### Required work
Scan the material for the word "wall" and return every matching line.

### Supplied data
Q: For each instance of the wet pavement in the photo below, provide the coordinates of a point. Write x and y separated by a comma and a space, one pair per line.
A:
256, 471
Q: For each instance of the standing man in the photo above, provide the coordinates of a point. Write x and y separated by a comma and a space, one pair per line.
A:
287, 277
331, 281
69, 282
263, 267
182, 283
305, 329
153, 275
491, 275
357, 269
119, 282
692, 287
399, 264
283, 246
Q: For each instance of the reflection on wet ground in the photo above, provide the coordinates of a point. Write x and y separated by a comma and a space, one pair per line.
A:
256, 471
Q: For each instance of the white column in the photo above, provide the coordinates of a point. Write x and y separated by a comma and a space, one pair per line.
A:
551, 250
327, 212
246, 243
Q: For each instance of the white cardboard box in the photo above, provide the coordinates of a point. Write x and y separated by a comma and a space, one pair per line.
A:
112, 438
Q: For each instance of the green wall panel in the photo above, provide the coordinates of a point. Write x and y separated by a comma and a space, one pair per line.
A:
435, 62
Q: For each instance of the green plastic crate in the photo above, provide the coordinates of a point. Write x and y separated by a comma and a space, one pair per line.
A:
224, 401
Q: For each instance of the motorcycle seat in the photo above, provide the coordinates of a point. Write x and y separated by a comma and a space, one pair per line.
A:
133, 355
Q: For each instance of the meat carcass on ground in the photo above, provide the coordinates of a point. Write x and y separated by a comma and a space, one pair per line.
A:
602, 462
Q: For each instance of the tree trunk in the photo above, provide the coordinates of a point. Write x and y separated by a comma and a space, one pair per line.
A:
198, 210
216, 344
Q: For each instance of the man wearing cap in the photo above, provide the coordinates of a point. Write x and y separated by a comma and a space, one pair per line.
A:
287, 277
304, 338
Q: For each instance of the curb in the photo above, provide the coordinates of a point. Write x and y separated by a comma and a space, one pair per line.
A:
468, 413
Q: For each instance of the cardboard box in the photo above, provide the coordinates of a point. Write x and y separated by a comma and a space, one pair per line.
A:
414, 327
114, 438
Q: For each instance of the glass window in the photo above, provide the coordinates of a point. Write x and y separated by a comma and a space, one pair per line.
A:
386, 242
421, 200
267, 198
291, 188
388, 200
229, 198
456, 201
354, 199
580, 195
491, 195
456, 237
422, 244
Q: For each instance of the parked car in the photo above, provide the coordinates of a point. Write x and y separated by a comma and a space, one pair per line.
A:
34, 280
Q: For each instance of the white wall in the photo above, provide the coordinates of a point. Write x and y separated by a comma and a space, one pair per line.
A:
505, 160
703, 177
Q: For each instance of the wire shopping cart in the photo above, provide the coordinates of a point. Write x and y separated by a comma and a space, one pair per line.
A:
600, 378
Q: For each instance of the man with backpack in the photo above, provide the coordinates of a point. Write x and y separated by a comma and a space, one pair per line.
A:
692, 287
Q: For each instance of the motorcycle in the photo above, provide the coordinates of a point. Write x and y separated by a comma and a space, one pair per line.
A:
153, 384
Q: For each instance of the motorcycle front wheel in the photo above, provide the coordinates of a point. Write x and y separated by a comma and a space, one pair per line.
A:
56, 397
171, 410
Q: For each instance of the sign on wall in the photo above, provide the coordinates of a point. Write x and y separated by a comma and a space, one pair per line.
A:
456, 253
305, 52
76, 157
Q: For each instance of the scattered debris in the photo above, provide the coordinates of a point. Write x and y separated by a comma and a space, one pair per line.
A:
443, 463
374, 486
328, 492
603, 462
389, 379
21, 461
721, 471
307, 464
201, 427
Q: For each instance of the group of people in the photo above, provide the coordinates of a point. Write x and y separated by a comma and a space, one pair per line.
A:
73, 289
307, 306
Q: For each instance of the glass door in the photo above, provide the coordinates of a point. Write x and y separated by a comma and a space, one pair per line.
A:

### Finished exercise
Q: For each instance of the green wall panel in the photo above, provide the coordinates of a point. Write x and y separated by a comma and a space, one pair per line.
Q: For each instance of the white wall in the photo above, provide the coordinates of a point. Write x and y separated by a comma and a space, one pair per line.
Q: For each instance of the sign on wall in the photo above, provide the coordinates of a point. Write x and y separated by a comma and a space, one pair per line.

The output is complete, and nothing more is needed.